> ARTIGO
Depara-se, então, com a música contribuindo para aprendizagens escolares e para a formação do indivíduo. Se a educação musical ensina requisitos importantes para a vida adulta, compreende-se que é válido ela estar presente nas escolas. Por essa razão, entende-se que devem expandir reflexões acerca da relevância da música no cotidiano das crianças. Depreende-se, também, ser necessário que essa discussão ultrapasse os muros da escola e as salas de aula.

Compreende-se que a música no cotidiano escolar pode favorecer a aprendizagem, pois atende a vários aspectos do desenvolvimento humano (mental, social, físico, emocional). Segundo Sekeff (2007, p. 17), “a música é um poderoso agente de estimulação motora, sensorial emocional e intelectual, informa a psicologia”. Desse modo, pode ser vista por diferentes concepções, como um meio para facilitar o processo educacional, em virtude de colaborar para diferentes áreas do desenvolvimento.

> MATERIAL FORNECIDO
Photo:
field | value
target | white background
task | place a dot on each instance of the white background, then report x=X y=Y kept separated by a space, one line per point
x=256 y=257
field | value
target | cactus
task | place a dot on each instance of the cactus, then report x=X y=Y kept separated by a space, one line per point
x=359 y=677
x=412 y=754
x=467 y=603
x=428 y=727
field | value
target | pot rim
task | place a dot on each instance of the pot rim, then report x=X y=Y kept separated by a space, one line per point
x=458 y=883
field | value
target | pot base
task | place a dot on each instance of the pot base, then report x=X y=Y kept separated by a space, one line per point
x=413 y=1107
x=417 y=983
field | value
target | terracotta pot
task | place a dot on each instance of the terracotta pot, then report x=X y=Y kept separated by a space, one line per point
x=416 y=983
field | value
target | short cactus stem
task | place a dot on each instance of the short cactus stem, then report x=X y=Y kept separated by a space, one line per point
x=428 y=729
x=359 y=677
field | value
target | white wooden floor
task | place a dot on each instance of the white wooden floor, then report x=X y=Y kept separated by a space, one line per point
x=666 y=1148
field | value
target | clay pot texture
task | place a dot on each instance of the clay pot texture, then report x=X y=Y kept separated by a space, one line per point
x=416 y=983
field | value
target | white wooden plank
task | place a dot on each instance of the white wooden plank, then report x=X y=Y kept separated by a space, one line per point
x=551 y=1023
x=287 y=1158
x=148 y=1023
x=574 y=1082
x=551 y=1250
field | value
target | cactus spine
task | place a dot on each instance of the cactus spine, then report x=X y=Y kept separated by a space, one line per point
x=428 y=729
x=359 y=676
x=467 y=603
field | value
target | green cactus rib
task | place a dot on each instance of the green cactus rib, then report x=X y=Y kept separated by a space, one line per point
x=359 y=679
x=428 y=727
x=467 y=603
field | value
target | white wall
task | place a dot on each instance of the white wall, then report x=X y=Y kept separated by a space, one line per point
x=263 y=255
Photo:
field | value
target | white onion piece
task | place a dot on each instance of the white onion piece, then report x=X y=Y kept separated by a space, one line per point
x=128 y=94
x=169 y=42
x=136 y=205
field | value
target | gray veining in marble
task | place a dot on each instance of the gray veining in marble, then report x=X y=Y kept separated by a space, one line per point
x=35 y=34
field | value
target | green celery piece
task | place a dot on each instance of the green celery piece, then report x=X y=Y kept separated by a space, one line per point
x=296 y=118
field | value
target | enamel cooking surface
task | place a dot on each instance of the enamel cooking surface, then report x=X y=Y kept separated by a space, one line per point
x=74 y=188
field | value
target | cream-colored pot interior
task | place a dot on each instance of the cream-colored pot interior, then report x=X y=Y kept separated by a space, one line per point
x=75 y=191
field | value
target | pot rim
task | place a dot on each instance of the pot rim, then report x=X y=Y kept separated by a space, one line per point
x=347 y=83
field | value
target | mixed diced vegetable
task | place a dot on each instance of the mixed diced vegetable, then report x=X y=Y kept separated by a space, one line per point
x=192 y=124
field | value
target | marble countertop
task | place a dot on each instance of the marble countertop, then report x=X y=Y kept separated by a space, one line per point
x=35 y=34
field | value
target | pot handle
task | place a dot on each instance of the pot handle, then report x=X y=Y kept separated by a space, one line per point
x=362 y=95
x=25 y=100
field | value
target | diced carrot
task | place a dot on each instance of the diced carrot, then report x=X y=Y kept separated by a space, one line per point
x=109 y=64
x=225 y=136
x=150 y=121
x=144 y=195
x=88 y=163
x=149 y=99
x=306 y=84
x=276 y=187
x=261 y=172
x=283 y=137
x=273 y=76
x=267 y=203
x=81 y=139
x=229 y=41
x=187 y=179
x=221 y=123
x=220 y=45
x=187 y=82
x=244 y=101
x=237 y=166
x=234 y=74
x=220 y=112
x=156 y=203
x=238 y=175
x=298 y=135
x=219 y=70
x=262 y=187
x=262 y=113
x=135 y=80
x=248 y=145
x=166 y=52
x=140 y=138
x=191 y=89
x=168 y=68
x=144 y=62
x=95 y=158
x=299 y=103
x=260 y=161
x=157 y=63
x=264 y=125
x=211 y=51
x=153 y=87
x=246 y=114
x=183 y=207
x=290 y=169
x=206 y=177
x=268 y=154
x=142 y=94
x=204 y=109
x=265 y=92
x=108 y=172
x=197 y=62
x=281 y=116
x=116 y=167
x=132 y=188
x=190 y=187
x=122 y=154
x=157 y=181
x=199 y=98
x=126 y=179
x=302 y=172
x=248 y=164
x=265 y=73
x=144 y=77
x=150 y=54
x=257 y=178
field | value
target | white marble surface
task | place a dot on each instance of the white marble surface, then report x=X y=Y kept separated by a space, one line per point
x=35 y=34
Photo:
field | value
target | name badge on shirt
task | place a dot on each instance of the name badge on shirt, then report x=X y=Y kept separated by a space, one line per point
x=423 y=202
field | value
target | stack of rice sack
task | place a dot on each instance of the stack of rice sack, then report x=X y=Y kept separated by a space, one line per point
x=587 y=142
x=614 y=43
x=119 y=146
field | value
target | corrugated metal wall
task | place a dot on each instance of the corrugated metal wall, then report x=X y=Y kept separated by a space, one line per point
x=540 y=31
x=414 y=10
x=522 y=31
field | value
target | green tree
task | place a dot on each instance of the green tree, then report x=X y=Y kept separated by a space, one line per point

> O QUE FAZER
Liste os aspectos do desenvolvimento humano que, segundo o artigo, a música no cotidiano escolar atende. As entradas não têm nenhum papel nesta tarefa.

> RESULTADO FINAL
Mental, social, físico e emocional.